- [Exercise directions]: In the Covid-19 post below, what does the writer name as their number one priority in life?

- [Source document]:
● ● ●
As another wave of Covid-19 makes its way through our communities, I sit at home with an immune-compromised 2-year old and a newborn who spent her first hours earthside in the NICU receiving oxygen. My number one priority in life is to protect these sweet little lungs.
So unfortunately for us, that means that staying home is mandatory. It’s back to grocery pickups and online shopping and limited activities. It’s the end of library play-dates and zoo trips. It also means that as we approach the holidays, our sweet family of four will mostly be cozied up on our own. These things are all really difficult for me, as I know they are for many others right now.
It felt a little like there was an end in sight to the pandemic, a false confidence brought on by decreasing numbers and the availability of the vaccine. So there’s a lot of disappointment that comes with knowing that it’s not the case, that (at least our little immune-compromised family) will be facing this for a long while.
● ● ●
- [Supplied material]:
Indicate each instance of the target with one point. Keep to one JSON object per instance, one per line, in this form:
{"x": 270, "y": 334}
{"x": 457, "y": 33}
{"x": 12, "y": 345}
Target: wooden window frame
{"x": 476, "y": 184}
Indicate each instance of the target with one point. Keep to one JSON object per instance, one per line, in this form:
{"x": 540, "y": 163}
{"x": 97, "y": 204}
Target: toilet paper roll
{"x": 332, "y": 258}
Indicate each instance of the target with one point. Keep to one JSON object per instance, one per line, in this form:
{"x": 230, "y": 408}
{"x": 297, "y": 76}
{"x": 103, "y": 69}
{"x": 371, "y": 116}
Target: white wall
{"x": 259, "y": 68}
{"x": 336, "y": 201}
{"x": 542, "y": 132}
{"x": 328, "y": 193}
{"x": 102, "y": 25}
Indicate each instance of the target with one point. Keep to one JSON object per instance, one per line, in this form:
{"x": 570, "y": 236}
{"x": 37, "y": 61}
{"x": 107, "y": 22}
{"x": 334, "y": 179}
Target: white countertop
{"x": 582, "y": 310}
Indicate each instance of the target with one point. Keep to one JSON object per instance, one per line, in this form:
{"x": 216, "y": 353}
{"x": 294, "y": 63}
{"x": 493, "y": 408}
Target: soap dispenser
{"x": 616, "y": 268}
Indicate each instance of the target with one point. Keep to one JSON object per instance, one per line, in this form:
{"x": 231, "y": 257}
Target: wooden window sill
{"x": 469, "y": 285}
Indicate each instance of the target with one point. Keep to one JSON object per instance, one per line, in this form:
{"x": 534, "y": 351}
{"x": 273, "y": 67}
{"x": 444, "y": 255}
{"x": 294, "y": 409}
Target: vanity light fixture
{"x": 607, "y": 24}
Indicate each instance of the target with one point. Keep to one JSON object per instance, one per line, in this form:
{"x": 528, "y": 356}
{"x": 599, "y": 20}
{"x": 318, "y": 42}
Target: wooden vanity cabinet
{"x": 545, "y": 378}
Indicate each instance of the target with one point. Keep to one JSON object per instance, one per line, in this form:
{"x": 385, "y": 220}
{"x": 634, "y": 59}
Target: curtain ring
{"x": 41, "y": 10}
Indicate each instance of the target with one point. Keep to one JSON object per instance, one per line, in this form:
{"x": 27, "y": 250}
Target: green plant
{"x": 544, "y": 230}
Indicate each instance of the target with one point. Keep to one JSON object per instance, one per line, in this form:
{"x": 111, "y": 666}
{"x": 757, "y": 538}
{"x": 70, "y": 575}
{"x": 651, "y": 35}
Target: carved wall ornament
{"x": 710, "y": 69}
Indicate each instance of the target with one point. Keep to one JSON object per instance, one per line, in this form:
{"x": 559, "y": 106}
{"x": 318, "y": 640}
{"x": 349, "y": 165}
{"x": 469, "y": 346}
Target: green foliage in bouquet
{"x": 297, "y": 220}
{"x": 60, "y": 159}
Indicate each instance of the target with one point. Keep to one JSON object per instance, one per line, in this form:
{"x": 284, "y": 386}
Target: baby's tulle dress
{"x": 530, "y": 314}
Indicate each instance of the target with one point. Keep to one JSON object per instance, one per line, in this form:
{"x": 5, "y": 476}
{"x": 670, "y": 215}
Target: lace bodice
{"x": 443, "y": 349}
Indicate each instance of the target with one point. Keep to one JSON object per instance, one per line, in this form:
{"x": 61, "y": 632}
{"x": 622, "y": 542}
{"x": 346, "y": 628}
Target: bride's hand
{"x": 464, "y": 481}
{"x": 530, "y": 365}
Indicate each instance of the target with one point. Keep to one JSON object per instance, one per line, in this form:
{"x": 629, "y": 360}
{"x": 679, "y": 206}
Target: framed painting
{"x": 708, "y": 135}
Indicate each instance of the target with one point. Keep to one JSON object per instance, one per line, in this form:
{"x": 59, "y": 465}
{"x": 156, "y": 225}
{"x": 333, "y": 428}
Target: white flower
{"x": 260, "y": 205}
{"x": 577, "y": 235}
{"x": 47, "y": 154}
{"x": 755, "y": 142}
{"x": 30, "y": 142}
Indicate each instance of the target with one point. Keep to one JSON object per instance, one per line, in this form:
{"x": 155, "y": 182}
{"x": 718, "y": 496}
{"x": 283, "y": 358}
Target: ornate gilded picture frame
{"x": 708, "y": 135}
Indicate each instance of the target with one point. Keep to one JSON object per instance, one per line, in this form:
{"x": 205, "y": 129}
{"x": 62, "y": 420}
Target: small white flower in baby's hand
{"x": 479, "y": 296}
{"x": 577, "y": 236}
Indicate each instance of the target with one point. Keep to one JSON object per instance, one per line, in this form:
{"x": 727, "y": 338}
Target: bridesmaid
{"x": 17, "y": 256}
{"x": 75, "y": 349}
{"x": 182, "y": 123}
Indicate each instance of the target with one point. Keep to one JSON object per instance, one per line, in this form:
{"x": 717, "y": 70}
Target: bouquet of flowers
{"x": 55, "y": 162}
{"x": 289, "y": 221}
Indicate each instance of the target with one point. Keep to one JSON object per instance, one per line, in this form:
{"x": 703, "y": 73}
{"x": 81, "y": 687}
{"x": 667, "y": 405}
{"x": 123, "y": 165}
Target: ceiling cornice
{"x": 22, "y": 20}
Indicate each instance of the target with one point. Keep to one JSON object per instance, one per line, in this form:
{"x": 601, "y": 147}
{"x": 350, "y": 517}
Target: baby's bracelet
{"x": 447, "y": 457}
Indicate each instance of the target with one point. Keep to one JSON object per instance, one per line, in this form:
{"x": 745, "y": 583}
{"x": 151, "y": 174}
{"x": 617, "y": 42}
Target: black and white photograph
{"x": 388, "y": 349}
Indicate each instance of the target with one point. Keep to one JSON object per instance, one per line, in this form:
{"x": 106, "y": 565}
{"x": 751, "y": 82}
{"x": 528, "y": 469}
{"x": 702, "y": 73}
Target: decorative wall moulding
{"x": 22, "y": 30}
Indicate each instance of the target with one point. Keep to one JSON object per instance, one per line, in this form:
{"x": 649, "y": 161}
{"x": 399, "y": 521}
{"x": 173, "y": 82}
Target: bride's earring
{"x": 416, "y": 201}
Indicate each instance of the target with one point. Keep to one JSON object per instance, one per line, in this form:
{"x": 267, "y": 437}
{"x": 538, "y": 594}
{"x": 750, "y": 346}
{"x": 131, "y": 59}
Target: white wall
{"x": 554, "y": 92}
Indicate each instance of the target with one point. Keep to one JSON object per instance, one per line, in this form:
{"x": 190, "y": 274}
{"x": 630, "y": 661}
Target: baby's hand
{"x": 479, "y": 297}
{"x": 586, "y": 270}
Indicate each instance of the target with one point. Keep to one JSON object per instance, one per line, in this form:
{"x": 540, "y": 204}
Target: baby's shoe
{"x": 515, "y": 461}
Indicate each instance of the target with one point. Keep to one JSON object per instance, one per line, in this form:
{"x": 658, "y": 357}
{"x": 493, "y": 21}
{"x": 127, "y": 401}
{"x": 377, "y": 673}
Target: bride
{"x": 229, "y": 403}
● ● ●
- [Task answer]: Protecting the lungs of their immune-compromised 2-year-old and newborn.